===== GIVEN ENTRIES
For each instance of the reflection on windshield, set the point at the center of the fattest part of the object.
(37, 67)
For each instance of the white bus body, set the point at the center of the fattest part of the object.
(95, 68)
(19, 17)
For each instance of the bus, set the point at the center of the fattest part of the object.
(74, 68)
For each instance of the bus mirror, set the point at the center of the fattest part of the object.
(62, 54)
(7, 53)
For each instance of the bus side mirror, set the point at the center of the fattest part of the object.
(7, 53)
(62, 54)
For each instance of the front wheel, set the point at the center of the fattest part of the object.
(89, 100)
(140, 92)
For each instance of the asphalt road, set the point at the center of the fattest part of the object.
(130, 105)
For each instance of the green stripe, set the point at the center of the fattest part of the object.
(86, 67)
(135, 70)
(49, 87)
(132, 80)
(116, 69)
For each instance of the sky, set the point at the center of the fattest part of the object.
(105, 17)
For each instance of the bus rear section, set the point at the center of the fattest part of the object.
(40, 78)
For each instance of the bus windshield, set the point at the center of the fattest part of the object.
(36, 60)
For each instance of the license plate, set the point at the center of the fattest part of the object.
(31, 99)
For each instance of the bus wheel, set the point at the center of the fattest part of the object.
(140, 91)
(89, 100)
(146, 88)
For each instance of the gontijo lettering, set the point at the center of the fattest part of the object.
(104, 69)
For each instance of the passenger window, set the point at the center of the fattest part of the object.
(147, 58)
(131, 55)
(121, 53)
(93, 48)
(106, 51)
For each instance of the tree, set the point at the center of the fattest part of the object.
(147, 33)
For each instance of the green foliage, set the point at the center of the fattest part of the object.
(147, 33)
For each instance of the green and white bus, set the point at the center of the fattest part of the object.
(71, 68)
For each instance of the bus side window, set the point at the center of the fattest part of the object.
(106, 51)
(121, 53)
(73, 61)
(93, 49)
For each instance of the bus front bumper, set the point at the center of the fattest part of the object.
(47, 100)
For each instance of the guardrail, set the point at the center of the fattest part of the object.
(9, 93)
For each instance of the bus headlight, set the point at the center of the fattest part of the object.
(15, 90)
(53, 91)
==========
THE TASK:
Take every line from the one containing "For each instance of the green foliage, set" to the end of the listing and output it exactly, with nothing else.

FULL ANSWER:
For each instance of the green foliage, set the point at the center of the fattest part of the object.
(147, 33)
For each instance of the green and white bus, set the point at the center of the fattest part of the object.
(71, 68)
For each instance of the bus side window, set the point at the center of the fattest part of the object.
(106, 51)
(121, 53)
(73, 61)
(93, 49)
For each instance of the bus front bumper, set the point at the center of the fattest part of the object.
(47, 100)
For each instance of the guardrail, set the point at the center of the fattest part of the object.
(9, 93)
For each instance of the bus headlight, set the point at the center of the fattest part of the object.
(15, 90)
(53, 91)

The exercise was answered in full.